I spent the better part of the next eighteen months reading and studying the art and researching and buying the gear I could before I ever set foot in a trout stream, but not before I fished. The first fly I ever got was given to me by an older gentleman in a Cabela’s. The local store, and by local I mean an hour and a half from my house because I live in BFE, hosts free casting classes the last Sunday of every month and a community tying circle every Saturday morning. They were a great bunch of fellas, as most fly fishermen are, and I got about an hour worth of information and pointers before the group I was with grew impatient and were more interested in leaving and heading to Top Golf, but in

the end I felt like an excited little kid. Partly because of the excitement of making new friends and gaining so much information, but mostly because, as I have read and learned from tiers at conventions, you always give a kid a fly not an adult. However, these guys were super helpful and in the end I walked away with a purple and black Chubby Chernobyl like a little kid skipping down the aisles with my lollipop.

This was in mid January and it would be 2 weeks later before I got the opportunity to fling my new bug around, but what a glorious experience it turned out to be… My little family and I did what we do most weekends and headed to our leased land in the Oklahoma edge of the Kiamichi Mountains. We have free reign over 6,000 acres that boasts some great hunting and has some really excellent small streams that are fed by underground springs, so they stay pretty cool year round. So, the urge got the best of me. I wanted, nay, needed to get out in the water and see what I could do in the water. There are only so many grass bass, tree trout and stray cats a man can hang into while practicing before the real thing screams with wanton desire to be caught or in my case cast to.

Now it is February in Oklahoma. It is fairly chilly and I decide to slip into one of these spring fed creeks with sans shoes, socks and waders. Yea buddy, 40 degree water temps in my bare feet and rolled up britches. At this time I didn't own waders nor wading boots, so I am going full hillbilly here! Once you get over the initial stinging pain of the cold and your feet and legs go numb, it’s a walk in the park, or a walk in the creek, rather.

▶ EXTRACTED RECORDS:

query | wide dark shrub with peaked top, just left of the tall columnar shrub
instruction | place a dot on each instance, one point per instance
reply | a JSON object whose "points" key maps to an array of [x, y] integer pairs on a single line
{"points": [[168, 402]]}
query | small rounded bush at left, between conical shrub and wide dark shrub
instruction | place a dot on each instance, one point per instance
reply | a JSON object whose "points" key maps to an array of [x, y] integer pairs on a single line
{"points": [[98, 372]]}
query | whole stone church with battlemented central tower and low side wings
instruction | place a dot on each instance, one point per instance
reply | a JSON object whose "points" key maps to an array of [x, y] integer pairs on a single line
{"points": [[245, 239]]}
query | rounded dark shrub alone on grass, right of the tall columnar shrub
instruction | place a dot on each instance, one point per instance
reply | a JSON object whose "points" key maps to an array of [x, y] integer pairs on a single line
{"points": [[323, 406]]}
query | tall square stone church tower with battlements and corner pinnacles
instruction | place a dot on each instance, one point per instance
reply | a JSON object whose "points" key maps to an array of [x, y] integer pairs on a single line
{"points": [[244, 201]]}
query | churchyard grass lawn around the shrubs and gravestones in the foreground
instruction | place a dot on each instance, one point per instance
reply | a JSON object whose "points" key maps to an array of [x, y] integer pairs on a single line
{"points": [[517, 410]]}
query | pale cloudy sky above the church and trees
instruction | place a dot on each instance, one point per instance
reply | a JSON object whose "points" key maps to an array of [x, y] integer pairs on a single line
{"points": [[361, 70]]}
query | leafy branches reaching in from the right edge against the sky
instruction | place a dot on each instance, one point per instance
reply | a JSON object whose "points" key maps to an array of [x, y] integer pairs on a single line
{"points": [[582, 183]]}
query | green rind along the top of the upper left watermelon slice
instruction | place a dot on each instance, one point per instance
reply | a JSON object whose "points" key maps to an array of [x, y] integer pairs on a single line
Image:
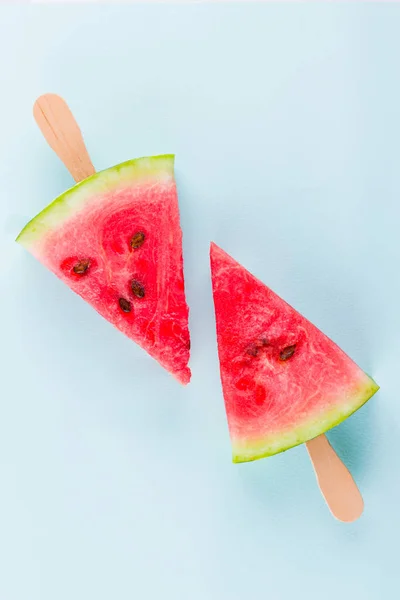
{"points": [[149, 168]]}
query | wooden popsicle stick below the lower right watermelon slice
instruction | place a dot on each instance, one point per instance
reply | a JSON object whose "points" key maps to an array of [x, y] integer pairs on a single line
{"points": [[335, 481]]}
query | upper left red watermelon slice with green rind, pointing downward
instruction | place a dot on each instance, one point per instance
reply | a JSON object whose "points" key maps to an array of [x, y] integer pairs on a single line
{"points": [[115, 239]]}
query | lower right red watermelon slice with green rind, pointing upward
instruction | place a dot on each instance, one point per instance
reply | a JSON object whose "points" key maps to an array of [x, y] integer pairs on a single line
{"points": [[284, 382]]}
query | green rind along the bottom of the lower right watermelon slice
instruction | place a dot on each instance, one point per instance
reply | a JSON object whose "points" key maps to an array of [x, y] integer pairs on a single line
{"points": [[311, 428]]}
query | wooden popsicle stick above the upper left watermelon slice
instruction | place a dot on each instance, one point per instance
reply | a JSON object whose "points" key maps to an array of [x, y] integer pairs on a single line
{"points": [[63, 135]]}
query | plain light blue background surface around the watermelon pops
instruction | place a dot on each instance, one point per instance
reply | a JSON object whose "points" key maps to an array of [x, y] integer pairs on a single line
{"points": [[116, 483]]}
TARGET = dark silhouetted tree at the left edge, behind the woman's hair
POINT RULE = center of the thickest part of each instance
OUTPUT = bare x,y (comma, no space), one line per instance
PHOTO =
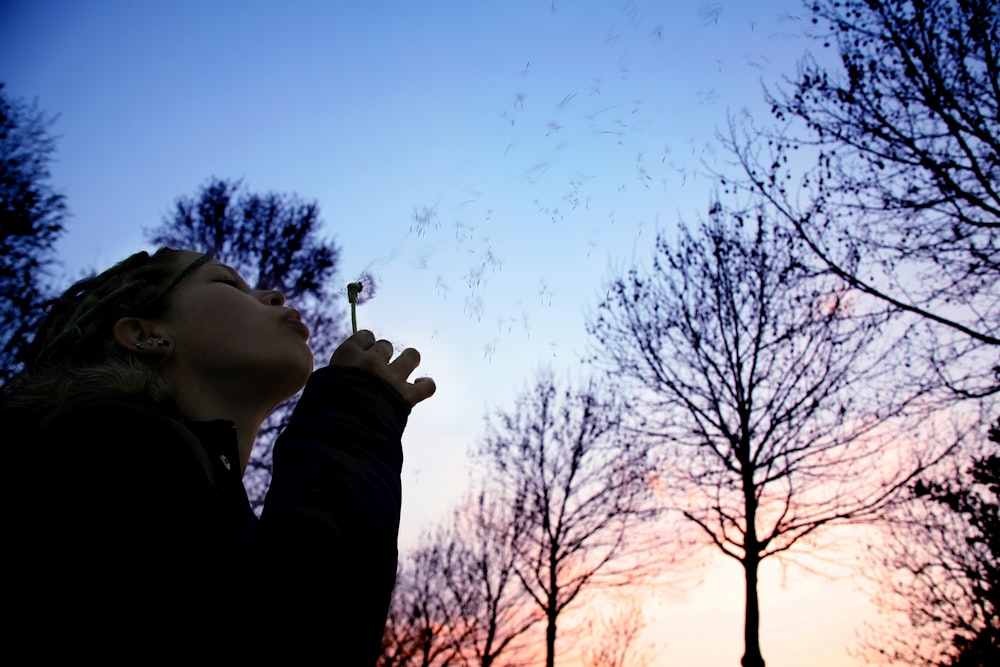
31,221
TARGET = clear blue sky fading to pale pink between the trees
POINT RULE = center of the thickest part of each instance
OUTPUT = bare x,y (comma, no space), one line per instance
492,163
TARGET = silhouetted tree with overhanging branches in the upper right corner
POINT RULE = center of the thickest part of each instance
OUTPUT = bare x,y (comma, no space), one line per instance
903,202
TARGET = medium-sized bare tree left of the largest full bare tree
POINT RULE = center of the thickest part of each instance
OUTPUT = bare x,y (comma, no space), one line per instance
577,485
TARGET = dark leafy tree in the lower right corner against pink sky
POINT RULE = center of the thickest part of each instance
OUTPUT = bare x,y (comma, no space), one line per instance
941,581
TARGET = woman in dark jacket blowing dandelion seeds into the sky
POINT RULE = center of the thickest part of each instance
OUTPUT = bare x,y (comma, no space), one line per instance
128,533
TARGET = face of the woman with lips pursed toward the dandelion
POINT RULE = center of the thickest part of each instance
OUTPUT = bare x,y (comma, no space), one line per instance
228,337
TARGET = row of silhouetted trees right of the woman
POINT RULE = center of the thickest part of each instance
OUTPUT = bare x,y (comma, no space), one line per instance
820,350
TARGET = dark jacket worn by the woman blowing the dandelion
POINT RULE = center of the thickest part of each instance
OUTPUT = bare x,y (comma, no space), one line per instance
128,535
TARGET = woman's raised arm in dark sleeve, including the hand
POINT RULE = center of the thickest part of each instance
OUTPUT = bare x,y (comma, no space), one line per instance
331,517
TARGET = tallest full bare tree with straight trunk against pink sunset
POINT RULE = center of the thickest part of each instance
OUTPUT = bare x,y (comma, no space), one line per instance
748,370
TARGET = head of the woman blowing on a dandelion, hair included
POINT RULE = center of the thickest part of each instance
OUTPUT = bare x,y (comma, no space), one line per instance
88,340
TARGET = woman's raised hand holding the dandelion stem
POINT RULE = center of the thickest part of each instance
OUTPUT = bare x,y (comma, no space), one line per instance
363,350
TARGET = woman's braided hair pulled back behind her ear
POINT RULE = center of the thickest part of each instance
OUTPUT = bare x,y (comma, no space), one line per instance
74,350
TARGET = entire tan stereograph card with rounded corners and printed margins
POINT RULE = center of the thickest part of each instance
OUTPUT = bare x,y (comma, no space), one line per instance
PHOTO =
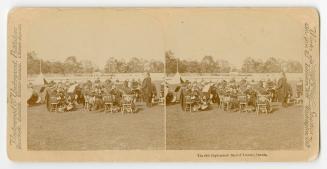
163,84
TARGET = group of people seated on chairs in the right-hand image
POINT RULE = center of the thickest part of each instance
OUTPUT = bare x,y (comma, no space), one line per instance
203,94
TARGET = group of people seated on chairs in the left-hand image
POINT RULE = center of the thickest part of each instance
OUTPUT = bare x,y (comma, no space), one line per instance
69,96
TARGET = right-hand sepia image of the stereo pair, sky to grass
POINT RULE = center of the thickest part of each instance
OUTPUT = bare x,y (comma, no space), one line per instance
234,81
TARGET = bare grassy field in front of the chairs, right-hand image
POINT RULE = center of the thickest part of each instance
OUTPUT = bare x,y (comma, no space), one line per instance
217,129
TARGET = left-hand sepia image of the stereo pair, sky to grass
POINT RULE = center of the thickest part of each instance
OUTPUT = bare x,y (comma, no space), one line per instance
95,81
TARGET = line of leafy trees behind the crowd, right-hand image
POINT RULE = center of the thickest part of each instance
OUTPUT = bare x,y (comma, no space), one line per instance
208,65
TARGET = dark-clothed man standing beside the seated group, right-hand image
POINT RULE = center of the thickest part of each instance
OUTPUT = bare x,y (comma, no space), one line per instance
282,89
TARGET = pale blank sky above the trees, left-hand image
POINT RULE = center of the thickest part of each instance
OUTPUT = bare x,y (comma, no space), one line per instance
95,36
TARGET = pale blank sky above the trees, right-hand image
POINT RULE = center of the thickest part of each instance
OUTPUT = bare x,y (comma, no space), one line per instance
235,35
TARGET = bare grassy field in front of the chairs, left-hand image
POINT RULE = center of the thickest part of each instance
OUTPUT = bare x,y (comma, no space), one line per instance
80,130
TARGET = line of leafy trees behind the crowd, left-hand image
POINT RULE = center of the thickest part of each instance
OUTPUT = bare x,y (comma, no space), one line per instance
71,65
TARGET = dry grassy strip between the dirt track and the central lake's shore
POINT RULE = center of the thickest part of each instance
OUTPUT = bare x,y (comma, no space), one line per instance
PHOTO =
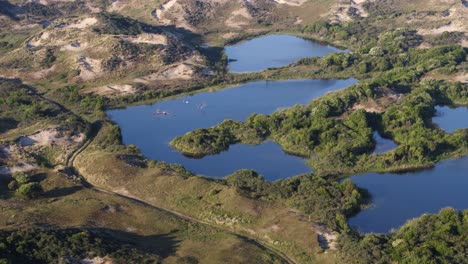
206,200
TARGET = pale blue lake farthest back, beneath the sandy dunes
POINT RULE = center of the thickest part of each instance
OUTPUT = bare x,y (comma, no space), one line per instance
273,51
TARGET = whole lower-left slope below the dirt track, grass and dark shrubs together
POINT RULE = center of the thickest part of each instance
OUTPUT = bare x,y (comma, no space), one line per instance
66,223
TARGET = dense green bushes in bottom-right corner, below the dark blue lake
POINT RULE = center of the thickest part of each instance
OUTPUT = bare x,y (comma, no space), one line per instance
439,238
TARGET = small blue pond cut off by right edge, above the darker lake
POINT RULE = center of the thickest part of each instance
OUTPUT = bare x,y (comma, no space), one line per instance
451,119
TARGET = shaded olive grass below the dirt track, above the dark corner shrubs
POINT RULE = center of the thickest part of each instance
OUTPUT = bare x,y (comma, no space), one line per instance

▶ EXERCISE PROMPT:
Can you quote the fly-fishing passage above, word for word, from "the end I felt" up to and including "with my lollipop."?

▶ RESPONSE TO THE EXERCISE:
the end I felt like an excited little kid. Partly because of the excitement of making new friends and gaining so much information, but mostly because, as I have read and learned from tiers at conventions, you always give a kid a fly not an adult. However, these guys were super helpful and in the end I walked away with a purple and black Chubby Chernobyl like a little kid skipping down the aisles with my lollipop.